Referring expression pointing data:
[Start of section]

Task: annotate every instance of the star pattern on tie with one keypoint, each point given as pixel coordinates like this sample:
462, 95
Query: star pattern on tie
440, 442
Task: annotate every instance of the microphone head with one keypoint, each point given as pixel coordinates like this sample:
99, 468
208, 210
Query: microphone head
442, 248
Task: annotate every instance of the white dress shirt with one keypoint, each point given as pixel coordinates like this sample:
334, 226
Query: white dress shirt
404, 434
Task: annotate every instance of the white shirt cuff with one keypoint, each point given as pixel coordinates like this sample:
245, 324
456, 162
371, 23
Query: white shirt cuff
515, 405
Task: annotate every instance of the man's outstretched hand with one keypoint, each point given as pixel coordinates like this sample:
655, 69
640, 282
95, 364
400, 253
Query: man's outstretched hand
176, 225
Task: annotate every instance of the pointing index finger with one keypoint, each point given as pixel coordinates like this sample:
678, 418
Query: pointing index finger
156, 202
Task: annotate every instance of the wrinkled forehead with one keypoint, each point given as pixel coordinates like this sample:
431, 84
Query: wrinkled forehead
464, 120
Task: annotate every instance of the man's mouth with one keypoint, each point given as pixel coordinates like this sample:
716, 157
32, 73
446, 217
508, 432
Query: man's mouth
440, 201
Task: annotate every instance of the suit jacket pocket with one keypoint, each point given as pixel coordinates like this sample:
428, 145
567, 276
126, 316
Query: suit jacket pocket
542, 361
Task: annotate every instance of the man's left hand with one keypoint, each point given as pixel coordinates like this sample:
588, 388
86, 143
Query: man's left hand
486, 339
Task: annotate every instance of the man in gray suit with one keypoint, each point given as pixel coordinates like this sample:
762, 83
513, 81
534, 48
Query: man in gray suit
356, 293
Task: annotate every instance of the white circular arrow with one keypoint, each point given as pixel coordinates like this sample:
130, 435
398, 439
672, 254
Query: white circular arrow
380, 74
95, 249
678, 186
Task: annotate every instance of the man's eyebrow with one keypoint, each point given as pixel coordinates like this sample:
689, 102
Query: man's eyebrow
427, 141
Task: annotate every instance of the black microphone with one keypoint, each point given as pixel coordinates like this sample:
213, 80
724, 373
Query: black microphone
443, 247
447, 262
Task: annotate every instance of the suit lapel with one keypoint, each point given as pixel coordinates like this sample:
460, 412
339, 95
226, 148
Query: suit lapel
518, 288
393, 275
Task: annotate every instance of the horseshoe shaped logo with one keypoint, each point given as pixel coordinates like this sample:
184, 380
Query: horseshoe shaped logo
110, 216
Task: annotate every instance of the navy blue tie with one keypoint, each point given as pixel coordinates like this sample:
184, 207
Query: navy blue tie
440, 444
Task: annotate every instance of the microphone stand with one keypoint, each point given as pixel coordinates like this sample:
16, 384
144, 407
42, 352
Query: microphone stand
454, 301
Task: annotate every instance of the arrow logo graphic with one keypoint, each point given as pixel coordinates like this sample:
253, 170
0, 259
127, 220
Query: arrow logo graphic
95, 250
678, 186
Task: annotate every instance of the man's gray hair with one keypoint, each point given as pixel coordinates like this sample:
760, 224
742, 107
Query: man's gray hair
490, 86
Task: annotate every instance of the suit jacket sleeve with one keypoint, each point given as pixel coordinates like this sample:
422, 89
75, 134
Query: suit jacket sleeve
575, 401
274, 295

[End of section]
[Start of section]

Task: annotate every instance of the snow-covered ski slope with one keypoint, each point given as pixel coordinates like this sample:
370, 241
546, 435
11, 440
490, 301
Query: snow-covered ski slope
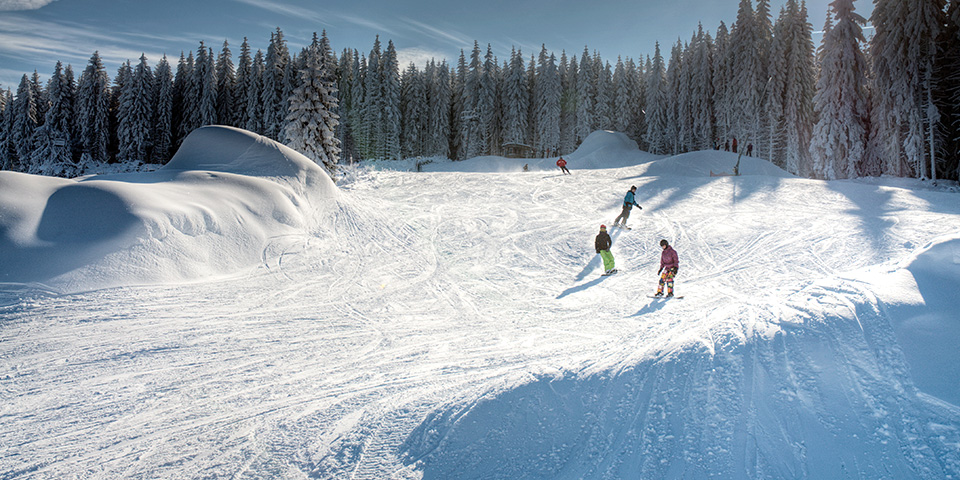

[End of section]

- _YOUR OBJECTIVE_
In the data above, find each line that uses the string "slope". Copy it.

- _RESPONSE_
Task: annotate every instance of the snow-covered ski slope with one keypoint, each point given as pixel coordinates like this sample:
Query: snow-covered ski slope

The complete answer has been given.